WHAT THE EXERCISE ASKS:
Starting with the line that holds "target | snowman's arm", reproduce each line through the last one of the data, exactly as written. Pictures are not copied.

RECORDS FOR THE EXERCISE:

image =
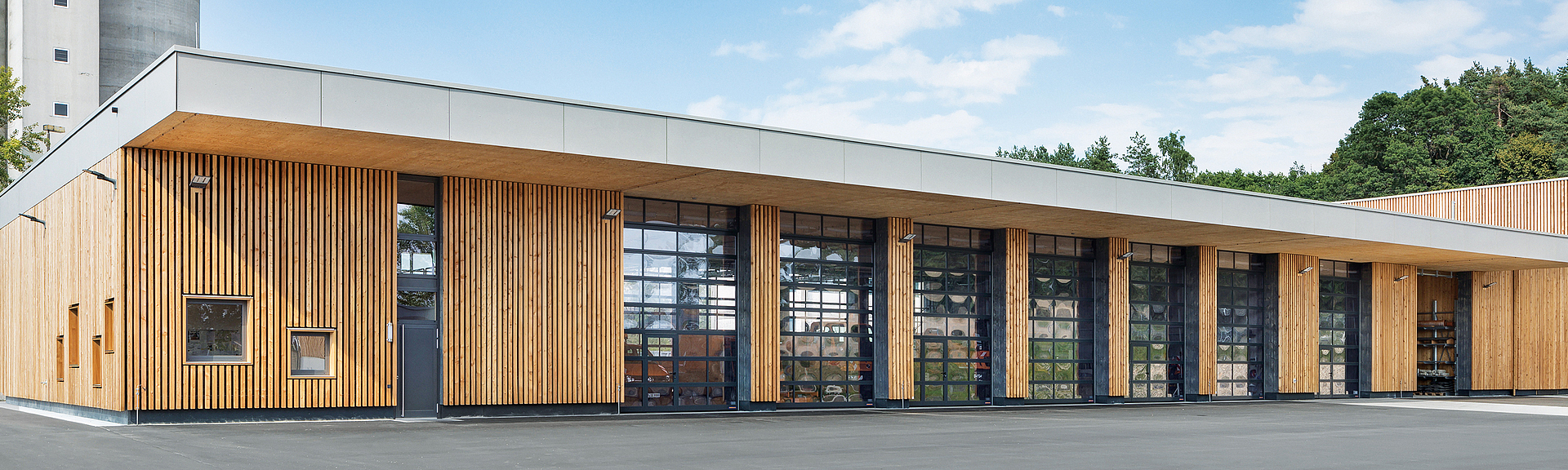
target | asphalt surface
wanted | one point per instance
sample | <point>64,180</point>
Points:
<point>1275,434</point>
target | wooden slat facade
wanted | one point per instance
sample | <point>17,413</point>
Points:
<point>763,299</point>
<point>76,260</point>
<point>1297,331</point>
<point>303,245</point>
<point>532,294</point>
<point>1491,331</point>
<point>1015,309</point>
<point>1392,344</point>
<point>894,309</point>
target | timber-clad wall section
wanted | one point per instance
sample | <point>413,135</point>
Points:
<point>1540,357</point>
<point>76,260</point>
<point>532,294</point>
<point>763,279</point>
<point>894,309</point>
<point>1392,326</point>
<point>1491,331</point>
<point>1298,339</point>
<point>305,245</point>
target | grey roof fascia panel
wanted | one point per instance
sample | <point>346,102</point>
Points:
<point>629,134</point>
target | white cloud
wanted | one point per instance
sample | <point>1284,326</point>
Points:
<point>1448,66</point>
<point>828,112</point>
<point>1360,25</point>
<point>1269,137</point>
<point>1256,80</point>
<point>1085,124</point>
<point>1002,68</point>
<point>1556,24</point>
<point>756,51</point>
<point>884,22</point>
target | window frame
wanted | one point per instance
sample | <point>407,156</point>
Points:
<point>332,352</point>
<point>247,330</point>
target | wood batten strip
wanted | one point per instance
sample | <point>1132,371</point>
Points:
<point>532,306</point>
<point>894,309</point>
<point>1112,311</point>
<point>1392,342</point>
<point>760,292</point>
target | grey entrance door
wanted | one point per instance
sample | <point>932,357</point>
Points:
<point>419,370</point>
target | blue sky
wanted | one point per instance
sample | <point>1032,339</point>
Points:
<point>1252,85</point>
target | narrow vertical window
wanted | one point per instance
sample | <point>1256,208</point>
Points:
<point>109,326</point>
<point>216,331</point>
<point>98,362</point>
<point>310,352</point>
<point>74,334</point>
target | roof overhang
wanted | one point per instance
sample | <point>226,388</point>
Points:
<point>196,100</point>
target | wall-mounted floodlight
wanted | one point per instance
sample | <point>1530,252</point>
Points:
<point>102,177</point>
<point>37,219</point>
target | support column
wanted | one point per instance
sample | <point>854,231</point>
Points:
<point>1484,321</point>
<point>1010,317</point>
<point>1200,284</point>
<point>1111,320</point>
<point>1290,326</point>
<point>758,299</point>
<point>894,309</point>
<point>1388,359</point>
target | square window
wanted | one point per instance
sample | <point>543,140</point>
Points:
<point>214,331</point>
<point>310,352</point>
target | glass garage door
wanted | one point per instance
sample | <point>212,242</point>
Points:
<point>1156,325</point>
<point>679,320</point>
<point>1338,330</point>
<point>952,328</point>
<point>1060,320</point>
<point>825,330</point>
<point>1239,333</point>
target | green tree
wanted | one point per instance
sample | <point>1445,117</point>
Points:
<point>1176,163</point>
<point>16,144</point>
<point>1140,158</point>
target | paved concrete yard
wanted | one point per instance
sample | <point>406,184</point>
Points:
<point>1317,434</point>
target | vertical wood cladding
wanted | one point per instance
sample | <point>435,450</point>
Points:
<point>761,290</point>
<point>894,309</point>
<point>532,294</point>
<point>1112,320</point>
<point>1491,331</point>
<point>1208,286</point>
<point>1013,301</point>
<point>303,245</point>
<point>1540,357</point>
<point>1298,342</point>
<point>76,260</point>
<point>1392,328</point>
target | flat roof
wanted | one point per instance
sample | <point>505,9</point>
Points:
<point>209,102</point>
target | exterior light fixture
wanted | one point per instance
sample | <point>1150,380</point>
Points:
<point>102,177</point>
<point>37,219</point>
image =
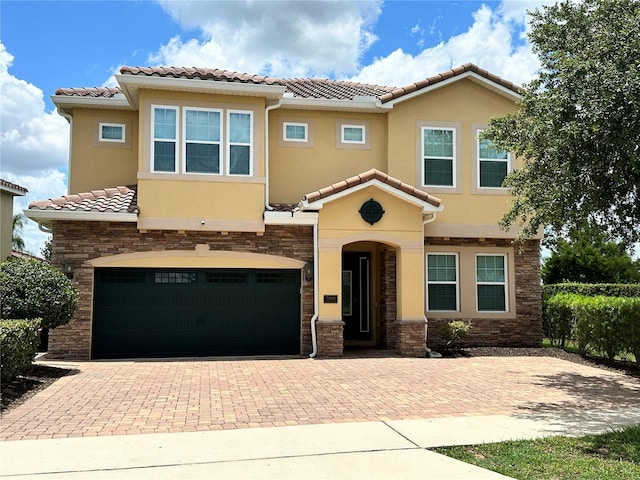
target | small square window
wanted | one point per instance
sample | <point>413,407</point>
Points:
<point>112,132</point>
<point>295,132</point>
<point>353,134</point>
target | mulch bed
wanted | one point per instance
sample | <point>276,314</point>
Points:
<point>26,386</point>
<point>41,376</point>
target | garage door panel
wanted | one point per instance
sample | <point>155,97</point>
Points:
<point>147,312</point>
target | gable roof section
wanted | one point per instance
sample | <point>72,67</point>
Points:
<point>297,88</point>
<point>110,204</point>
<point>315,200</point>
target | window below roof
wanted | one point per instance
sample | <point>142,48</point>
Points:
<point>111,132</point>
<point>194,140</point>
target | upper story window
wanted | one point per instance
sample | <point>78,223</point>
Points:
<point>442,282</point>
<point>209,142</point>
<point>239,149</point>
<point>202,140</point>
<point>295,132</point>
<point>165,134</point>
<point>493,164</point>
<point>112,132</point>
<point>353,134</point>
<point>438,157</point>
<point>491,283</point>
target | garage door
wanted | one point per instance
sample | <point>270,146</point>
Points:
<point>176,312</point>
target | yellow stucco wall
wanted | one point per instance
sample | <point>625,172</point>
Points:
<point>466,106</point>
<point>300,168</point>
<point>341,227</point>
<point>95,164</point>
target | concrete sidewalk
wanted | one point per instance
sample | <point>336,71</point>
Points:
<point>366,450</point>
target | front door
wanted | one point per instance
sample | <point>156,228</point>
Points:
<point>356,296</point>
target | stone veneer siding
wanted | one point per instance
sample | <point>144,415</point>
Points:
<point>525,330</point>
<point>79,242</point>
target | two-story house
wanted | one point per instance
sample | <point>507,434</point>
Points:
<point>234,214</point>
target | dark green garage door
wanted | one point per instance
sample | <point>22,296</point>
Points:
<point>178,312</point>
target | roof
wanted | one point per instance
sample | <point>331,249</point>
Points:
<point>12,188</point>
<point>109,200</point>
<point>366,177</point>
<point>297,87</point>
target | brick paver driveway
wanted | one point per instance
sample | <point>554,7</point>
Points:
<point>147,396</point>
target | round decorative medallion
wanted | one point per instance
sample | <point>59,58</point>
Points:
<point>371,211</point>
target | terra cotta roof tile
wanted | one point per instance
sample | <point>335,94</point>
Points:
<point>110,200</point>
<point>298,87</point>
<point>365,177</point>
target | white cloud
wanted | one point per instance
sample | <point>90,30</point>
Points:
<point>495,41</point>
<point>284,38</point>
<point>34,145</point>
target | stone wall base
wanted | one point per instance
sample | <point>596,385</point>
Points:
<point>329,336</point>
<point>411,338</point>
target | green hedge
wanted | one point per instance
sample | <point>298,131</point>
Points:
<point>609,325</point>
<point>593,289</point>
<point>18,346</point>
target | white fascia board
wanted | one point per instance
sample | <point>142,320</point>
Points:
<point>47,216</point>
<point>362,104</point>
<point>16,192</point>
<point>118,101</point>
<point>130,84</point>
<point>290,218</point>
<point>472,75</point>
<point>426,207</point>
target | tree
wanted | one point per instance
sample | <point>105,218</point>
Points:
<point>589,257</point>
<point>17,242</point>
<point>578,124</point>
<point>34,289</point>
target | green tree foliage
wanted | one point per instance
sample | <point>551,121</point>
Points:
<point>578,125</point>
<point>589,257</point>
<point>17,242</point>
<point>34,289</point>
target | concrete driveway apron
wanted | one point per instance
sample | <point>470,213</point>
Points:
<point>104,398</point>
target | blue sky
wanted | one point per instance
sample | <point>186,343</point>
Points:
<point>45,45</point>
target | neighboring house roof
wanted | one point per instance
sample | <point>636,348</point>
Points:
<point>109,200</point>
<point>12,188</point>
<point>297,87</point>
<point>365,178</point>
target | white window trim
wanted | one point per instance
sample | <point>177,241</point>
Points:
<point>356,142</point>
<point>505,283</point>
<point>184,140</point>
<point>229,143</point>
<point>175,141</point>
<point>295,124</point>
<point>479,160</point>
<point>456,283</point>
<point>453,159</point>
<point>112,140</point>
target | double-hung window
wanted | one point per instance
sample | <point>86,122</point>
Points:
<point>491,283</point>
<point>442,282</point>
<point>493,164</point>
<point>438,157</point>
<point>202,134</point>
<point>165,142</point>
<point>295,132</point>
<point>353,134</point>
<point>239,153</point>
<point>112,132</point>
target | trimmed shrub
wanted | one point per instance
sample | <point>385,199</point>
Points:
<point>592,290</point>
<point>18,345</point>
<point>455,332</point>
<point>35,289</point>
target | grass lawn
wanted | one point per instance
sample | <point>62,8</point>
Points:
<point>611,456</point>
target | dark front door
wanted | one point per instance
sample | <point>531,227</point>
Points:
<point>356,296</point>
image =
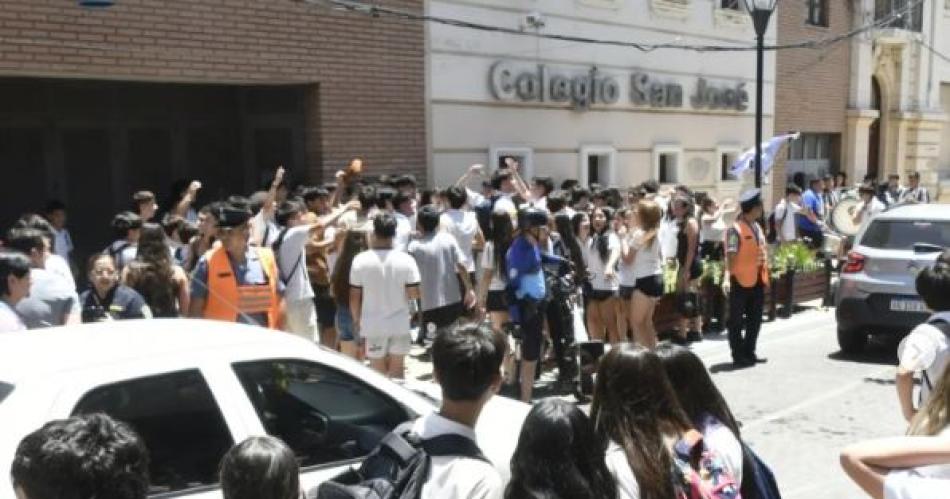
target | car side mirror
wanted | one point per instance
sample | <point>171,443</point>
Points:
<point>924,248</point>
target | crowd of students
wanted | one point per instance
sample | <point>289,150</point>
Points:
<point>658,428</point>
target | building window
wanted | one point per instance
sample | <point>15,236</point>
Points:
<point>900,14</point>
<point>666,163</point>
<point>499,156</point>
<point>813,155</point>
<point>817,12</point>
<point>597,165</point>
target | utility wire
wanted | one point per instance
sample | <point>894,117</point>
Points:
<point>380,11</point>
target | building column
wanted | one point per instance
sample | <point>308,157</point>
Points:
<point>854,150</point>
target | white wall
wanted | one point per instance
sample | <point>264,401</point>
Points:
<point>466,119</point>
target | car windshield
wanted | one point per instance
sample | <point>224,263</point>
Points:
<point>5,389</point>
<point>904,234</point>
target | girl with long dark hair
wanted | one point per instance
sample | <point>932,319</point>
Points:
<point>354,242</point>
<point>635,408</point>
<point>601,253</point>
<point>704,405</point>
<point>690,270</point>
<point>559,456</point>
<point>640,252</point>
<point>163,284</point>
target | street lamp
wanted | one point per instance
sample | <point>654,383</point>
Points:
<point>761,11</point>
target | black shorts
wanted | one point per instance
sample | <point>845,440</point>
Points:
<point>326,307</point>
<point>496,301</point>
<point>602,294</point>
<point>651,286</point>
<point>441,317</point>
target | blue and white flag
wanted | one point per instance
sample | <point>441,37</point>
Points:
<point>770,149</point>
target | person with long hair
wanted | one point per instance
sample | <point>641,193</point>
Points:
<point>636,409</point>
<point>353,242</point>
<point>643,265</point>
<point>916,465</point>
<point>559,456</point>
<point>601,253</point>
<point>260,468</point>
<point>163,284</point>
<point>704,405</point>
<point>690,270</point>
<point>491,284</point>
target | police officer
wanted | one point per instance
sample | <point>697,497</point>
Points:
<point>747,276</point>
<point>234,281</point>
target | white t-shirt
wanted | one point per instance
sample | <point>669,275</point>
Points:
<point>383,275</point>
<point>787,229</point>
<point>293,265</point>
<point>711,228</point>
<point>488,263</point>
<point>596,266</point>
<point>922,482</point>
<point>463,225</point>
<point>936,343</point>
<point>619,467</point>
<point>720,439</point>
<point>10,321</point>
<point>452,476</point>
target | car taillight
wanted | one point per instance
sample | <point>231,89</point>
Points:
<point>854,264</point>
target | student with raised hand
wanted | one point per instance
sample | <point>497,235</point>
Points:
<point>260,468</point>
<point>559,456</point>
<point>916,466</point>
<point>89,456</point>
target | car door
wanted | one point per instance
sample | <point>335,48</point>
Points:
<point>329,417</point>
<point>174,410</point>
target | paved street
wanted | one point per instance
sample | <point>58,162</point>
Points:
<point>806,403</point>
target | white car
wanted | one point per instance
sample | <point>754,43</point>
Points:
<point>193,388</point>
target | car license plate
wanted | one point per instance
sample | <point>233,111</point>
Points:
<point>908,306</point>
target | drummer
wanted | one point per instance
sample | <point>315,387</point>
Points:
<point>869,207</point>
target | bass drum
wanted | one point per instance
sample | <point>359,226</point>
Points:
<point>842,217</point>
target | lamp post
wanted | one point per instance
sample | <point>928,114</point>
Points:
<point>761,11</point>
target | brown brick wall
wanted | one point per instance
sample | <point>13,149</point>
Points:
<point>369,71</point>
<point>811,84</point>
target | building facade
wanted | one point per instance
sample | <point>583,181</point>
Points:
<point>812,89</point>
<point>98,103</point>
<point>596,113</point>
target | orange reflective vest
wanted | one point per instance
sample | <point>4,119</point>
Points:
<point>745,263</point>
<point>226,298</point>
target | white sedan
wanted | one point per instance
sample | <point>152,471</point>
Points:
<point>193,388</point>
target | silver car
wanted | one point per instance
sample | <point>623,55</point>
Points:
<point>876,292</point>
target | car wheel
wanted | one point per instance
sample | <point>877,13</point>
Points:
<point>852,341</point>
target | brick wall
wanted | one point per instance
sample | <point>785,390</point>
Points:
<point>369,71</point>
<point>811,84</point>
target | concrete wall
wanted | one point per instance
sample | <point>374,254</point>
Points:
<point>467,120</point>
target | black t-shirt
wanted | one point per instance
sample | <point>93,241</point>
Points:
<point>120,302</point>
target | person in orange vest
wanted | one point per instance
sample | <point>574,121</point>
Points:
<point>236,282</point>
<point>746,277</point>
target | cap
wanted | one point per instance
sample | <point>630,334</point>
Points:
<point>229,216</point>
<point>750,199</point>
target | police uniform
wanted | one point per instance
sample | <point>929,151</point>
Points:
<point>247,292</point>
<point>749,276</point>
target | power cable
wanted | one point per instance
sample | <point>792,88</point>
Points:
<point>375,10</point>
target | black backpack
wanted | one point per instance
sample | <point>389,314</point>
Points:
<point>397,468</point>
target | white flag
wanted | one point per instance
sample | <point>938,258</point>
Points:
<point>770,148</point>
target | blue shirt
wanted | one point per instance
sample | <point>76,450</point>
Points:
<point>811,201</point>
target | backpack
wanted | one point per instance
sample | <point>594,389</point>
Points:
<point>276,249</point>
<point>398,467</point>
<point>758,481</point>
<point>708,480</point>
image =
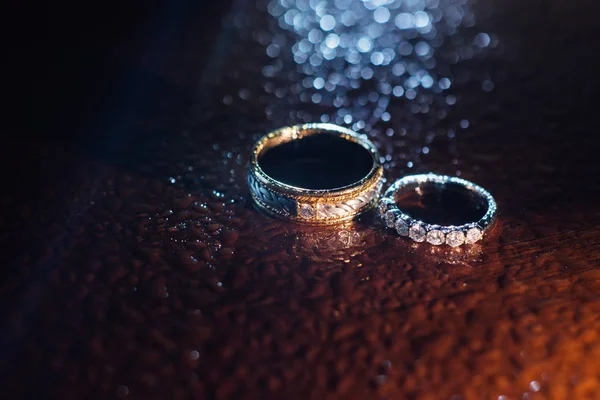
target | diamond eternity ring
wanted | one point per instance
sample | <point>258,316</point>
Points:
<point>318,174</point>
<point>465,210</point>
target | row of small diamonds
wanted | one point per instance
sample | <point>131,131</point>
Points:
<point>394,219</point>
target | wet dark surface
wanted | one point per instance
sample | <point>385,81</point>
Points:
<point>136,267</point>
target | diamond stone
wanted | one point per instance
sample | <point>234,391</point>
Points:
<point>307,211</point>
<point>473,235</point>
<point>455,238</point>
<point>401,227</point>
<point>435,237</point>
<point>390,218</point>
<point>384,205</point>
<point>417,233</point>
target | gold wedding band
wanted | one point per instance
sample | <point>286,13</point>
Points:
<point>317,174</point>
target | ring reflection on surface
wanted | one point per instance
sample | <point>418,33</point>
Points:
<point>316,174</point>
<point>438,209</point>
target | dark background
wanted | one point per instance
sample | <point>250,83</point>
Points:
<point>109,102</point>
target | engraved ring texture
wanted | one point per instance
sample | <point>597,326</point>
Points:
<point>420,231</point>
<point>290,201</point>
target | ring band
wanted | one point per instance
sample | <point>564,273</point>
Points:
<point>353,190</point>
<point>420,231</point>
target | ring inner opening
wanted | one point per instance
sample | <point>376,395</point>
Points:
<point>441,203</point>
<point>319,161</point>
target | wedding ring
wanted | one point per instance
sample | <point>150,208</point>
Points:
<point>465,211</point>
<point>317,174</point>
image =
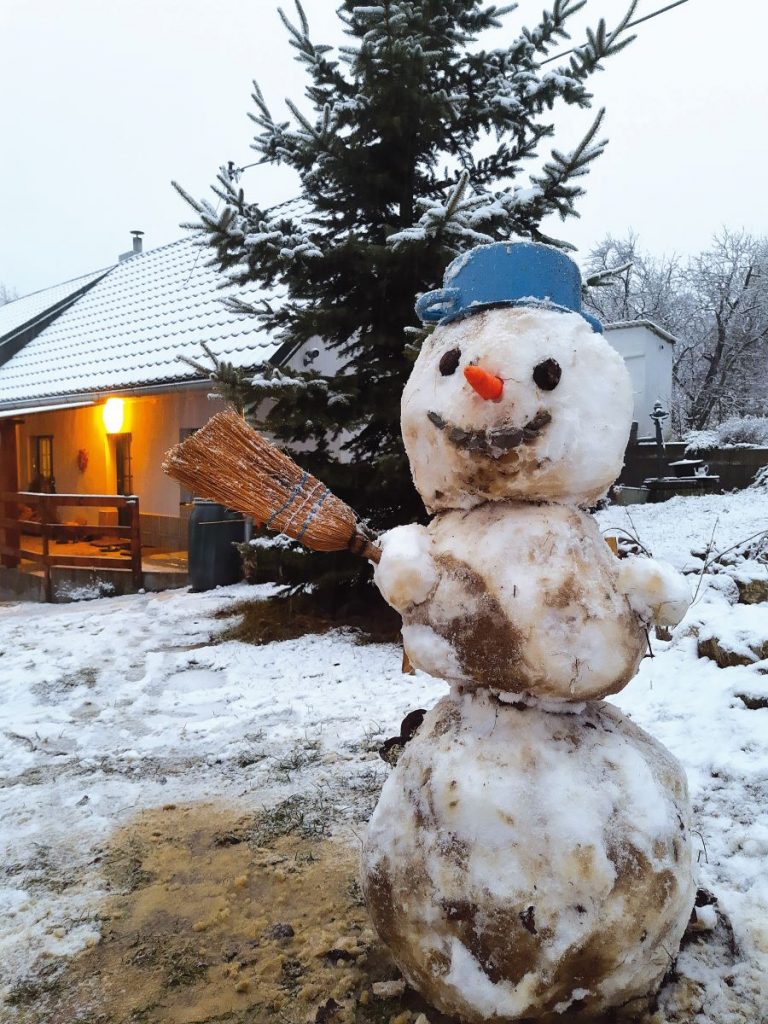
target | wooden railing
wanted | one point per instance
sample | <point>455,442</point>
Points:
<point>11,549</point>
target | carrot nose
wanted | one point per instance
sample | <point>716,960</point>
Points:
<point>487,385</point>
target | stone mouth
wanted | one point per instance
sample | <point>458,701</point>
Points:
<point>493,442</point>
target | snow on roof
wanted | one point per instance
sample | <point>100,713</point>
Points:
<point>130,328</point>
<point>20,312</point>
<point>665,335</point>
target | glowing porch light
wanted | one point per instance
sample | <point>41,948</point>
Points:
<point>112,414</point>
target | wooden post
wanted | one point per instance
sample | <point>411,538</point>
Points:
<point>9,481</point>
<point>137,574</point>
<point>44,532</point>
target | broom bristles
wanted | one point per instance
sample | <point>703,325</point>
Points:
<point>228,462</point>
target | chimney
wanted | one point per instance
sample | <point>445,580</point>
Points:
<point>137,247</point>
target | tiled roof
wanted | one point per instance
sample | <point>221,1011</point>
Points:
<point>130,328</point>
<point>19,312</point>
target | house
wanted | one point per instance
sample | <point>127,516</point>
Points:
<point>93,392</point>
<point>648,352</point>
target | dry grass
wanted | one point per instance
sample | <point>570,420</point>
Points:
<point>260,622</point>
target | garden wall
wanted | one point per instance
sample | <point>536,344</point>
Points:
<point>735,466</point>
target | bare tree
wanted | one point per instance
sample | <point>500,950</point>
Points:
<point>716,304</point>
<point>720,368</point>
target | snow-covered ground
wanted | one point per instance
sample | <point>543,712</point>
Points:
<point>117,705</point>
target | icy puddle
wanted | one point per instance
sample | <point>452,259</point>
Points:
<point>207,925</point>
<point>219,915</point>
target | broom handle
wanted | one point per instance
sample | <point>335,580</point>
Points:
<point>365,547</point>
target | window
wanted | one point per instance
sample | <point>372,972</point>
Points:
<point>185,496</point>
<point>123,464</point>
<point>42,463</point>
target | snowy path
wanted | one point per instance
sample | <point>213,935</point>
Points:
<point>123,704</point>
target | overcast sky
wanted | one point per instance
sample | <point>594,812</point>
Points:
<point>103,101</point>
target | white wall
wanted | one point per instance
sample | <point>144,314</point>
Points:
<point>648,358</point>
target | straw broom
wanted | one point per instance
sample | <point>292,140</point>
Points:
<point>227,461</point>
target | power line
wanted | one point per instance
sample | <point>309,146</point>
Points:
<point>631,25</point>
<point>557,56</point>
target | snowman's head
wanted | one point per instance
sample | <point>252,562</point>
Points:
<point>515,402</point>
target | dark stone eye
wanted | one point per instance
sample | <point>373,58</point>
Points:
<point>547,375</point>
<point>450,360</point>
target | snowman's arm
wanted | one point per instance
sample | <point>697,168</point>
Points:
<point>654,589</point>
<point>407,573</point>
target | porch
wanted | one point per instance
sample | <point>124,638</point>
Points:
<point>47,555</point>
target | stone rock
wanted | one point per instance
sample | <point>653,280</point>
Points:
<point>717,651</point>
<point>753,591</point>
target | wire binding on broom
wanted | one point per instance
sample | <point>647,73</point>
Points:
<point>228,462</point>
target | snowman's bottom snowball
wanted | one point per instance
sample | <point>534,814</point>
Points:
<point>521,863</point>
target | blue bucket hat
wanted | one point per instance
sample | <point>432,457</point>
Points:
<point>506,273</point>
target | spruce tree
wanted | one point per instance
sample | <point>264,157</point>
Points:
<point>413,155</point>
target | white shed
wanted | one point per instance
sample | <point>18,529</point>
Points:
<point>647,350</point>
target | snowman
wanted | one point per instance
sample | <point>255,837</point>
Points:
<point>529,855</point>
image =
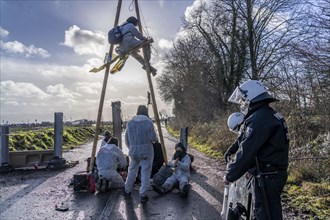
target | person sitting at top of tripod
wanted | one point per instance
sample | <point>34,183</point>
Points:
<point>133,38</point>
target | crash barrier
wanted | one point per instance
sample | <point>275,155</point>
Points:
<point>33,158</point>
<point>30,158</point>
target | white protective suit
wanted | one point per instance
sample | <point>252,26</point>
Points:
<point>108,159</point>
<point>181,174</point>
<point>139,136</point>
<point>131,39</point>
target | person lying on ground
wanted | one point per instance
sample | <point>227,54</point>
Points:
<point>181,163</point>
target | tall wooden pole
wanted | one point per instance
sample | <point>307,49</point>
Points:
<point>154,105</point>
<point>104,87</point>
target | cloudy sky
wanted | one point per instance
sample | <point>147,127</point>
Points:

OUTPUT BELOW:
target | snowman's arm
wanted | one point per instance
sample | <point>697,168</point>
Points:
<point>654,589</point>
<point>407,573</point>
target | porch
wanted | one point per instance
sample | <point>124,638</point>
Points:
<point>47,555</point>
target | stone rock
wanted | one point per instance
sample | <point>653,280</point>
Points:
<point>717,651</point>
<point>753,591</point>
target | wire binding on broom
wanted | one point per instance
sample | <point>647,73</point>
Points:
<point>228,462</point>
target | snowman's bottom snowball
wanted | one point per instance
sample | <point>534,814</point>
Points:
<point>521,863</point>
target | blue bucket hat
wanted | one point per instance
sample | <point>432,457</point>
Points:
<point>506,273</point>
target | spruce tree
wanted | one point per instance
sample | <point>264,157</point>
Points:
<point>413,155</point>
target | white shed
wanted | one point per instance
sample | <point>18,529</point>
Points:
<point>647,350</point>
target | snowman
wanted | one point per instance
sample | <point>255,837</point>
Points:
<point>529,855</point>
image =
target | person sitting at top of tripod
wanted | one point per instance
sample | <point>34,183</point>
Points:
<point>133,38</point>
target | crash barrier
wanted | one point per instance
sample | <point>275,155</point>
Points:
<point>33,158</point>
<point>30,158</point>
target | white protective suit
wanted | one point per instance
sample | <point>252,26</point>
Points:
<point>108,159</point>
<point>181,174</point>
<point>139,136</point>
<point>131,39</point>
target | person lying on ground
wanted | one point per instance
sample | <point>227,54</point>
Points:
<point>181,163</point>
target | tall wooden pole
wanted | one point per instance
sample | <point>307,49</point>
Points:
<point>154,105</point>
<point>104,87</point>
target | cloudy sky
wanted | one point per instance
sample | <point>147,127</point>
Points:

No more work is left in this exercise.